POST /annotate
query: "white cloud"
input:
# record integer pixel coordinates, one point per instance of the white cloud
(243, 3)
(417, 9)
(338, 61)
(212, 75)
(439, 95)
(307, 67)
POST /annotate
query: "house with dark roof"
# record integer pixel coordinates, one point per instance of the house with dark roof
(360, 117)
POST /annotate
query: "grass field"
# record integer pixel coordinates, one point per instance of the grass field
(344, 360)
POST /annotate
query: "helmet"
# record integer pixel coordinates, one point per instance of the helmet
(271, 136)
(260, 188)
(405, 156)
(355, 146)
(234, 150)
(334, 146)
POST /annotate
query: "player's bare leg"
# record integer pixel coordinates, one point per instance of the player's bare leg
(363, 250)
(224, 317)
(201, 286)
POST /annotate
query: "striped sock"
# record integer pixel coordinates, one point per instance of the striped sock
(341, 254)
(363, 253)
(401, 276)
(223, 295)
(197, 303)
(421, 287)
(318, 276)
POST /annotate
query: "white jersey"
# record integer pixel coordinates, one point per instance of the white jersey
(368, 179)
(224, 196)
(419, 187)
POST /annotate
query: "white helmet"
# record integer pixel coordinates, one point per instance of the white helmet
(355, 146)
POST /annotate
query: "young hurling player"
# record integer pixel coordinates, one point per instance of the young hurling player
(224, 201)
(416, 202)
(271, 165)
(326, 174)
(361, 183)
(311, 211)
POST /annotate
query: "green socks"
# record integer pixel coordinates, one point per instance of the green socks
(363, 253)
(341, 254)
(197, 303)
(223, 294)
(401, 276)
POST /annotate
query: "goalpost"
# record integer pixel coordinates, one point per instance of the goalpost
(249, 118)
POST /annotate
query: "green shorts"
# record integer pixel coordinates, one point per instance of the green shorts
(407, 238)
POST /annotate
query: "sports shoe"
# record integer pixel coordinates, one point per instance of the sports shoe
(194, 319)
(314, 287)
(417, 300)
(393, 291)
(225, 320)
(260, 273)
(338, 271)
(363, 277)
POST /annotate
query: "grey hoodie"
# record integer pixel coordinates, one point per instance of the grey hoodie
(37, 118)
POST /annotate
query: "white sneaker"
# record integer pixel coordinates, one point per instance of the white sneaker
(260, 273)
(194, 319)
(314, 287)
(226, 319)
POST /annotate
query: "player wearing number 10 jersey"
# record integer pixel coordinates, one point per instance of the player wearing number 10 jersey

────────────────

Problem to solve: Please keep only the lines of the material above that contain the string "shoe". Case counts.

Solution for this exercise:
query: "sports shoe"
# record integer pixel coordinates, one point per instance of the sports shoe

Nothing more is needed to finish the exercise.